Q

本日は夕張方面でのお仕事でしたが、早く
終わったので寄った先の某所で、真空管
自作派の方と、共振回路のQの話になりましたが
どぉも噛み合わない。。。

聴けばIFTまで自作しようと考えているほどの
マニュアックな方ではありましたが、共振回路に
使うQと、LやCの裸のQの区別、そして一番
噛み合わなかったのは共振回路において実際の
回路上での話をしている筈なのに、いつの間にか
無負荷Qにすり替わったりするためでした。。。

氏は複同調のIFTを一般的な455KHzではなく、
任意の周波数にするために手巻きしたいとのことで、
細いボビンにハネカム巻きは難しいですよね、
と言ったら、ハネカムじゃなきゃダメなのか?
と尋ねられたので、そこからからQ(←拙生の
話ではない。w)の話になりました。

一通り巻線間の結合容量によるQの低下の
お話をさせていただいたのですが、複同調の
結合を疎にしたりLC比でQを高くできるのでは?
という反論が出てきました。
それってLの単独のQ値ではなく回路Qですよね。。。

で、時間切れで最後まで噛み合わないままだったのが
スッキリしないので、拙生にとって馴染みの深い
【Q】というものについてちょいと書いてみます。

LとCの単独Q値

見た目はLでも実際には若干のRやC分を持ちます。
見た目はCでも同様に若干のRやL分を持ちます。
LやCの単独のQ値は拙生流では、いかに純粋な
成分であるかという度合だと思っています。
扱う周波数が高ければ高いほど余分な成分が
でしゃばってきて純粋度を下げてしまいます。
つまり単独のQは扱う周波数によって変わる
値であるということであります。

 QL=ωL/RL
 QC=ωC・RC (コンダクタンスはRCの逆数である)
   ω=2πf 

途中の面倒くさいやつを省略し、簡単な記述に収まる
結果のみにしましたが、数式が苦手な方は読み飛ばしてください。      
ただ式中にωが入っていることからQ値は周波数(f)に
依存する値であることがわかります。

*データエントリ:*

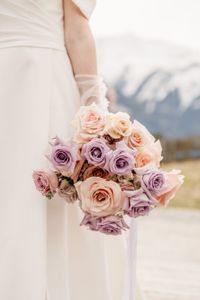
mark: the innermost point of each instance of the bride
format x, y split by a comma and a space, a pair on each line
48, 69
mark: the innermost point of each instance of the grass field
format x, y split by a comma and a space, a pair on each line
189, 194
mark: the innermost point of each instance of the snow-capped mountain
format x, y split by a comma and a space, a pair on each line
158, 83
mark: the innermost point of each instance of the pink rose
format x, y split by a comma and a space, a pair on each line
45, 182
148, 154
139, 136
89, 123
118, 125
95, 171
99, 197
173, 181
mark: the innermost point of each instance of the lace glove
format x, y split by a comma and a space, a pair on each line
92, 89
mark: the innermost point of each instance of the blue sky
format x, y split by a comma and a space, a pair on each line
171, 20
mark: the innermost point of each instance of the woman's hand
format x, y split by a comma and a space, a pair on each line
79, 40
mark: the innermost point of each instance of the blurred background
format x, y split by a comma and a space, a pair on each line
149, 55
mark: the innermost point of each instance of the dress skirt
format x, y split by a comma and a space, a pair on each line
44, 253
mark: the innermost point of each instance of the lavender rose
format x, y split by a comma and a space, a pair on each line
120, 161
109, 225
46, 183
67, 191
64, 156
137, 203
153, 181
95, 151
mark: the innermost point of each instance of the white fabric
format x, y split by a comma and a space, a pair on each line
86, 6
92, 88
44, 253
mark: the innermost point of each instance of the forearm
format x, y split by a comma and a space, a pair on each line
81, 49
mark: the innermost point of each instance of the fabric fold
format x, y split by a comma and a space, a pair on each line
86, 6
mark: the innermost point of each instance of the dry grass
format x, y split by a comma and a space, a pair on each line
189, 194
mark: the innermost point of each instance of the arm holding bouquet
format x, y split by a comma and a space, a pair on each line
111, 165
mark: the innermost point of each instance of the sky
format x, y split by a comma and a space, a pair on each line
176, 21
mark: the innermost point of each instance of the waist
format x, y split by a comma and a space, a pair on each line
31, 24
31, 39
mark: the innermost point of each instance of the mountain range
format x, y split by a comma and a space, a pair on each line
158, 83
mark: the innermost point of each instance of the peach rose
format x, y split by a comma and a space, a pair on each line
99, 197
147, 154
118, 125
89, 123
173, 182
139, 136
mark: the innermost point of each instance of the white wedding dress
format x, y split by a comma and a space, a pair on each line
44, 253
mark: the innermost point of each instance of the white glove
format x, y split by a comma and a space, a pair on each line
92, 89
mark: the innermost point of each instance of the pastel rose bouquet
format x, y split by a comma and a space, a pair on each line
111, 166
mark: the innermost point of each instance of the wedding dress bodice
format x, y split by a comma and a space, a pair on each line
35, 22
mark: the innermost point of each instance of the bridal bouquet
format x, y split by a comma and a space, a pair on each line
111, 166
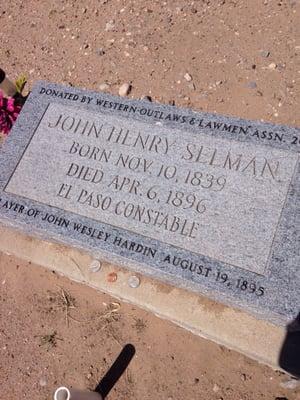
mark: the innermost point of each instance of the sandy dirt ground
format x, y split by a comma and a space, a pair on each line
243, 60
54, 332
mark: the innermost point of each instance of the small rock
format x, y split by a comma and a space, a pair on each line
43, 382
216, 388
125, 89
265, 53
95, 266
134, 281
187, 77
146, 98
272, 66
112, 277
252, 85
110, 25
100, 51
103, 87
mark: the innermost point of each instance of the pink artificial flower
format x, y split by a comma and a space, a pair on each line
9, 111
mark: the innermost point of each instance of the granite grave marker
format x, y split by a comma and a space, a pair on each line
202, 201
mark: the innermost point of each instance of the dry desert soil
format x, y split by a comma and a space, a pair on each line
243, 59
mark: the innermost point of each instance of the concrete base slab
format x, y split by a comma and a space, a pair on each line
230, 327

*課題一覧:*
a – Qについての文章を2文で要約する。
b – Qについての文章の「氏は複同調のIFTを一般的な455KHzではなく、」から「という反論が出てきました。」までを、「ハネカム」を「スパイダー」に差し替えて書き直す。
c – Qについての文章を、最後の文の後から書き継ぐ。

*出力一覧:*
a – 筆者は夕張方面での仕事の後に寄った先で、真空管自作派の人と共振回路のQについて話したが、LやCの単独のQと回路Qの区別などで最後まで噛み合わなかった。そこで筆者はQについて書き、LやCの単独Q値は純粋な成分である度合だと考えており、式にωが入っていることからQ値は周波数に依存する値だと述べている。

b –
氏は複同調のIFTを一般的な455KHzではなく、
任意の周波数にするために手巻きしたいとのことで、
細いボビンにスパイダー巻きは難しいですよね、
と言ったら、スパイダーじゃなきゃダメなのか?
と尋ねられたので、そこからからQ(←拙生の
話ではない。w)の話になりました。

一通り巻線間の結合容量によるQの低下の
お話をさせていただいたのですが、複同調の
結合を疎にしたりLC比でQを高くできるのでは?
という反論が出てきました。

c –
周波数に言及せずにVCのQ値が・・・と語る人は
本当の意味が分かっているのか、甚だ疑わしい
ということですね。w

共振回路としてのQ値(無負荷Q)

LとCの組み合わせで共振回路が出来上がります。
単独のQでは余分な成分であるうちのリアクタンスは
互いの純粋な成分に吸収されるものもありますが、
R成分は大きく回路Qに影響します。
このR成分の影響は直列共振なのか並列共振なのかで
異なる。。。というか真逆になります。

LC並列共振回路に更にRが並列に入り込むと
Q値が下がります。
Rが無限大で(R成分が存在しない)理想状態であるときは、
回路のQ値はLC比のみに依存します。
Qが高いと通過周波数帯域が狭くなり、通常なら優れた選択性が
喜ばれるのですが、帯域の広いバンドで一度調整した後は
外から調整ができないような同調回路もあり、通過帯域が
狭いことが不都合になる場合、抵抗をぶら下げて故意に
Qを下げ、帯域を広げることをることをQダンプと言います。

  Q=R・SQRT(C/L)

式からもRが大きいほどQ値は大きくなり、
無限大だとQ値も無限大になるのが分かります。
Rがゼロのときは・・・ってこれはショートです。(笑
またLC比で見ると、Cが大きいほど、Lが小さいほど
回路のQ値は高くなります。

では直列共振ではどぉでしょう。
LC直列共振回路に更にRが直列に入り込むと
Q値が下がります。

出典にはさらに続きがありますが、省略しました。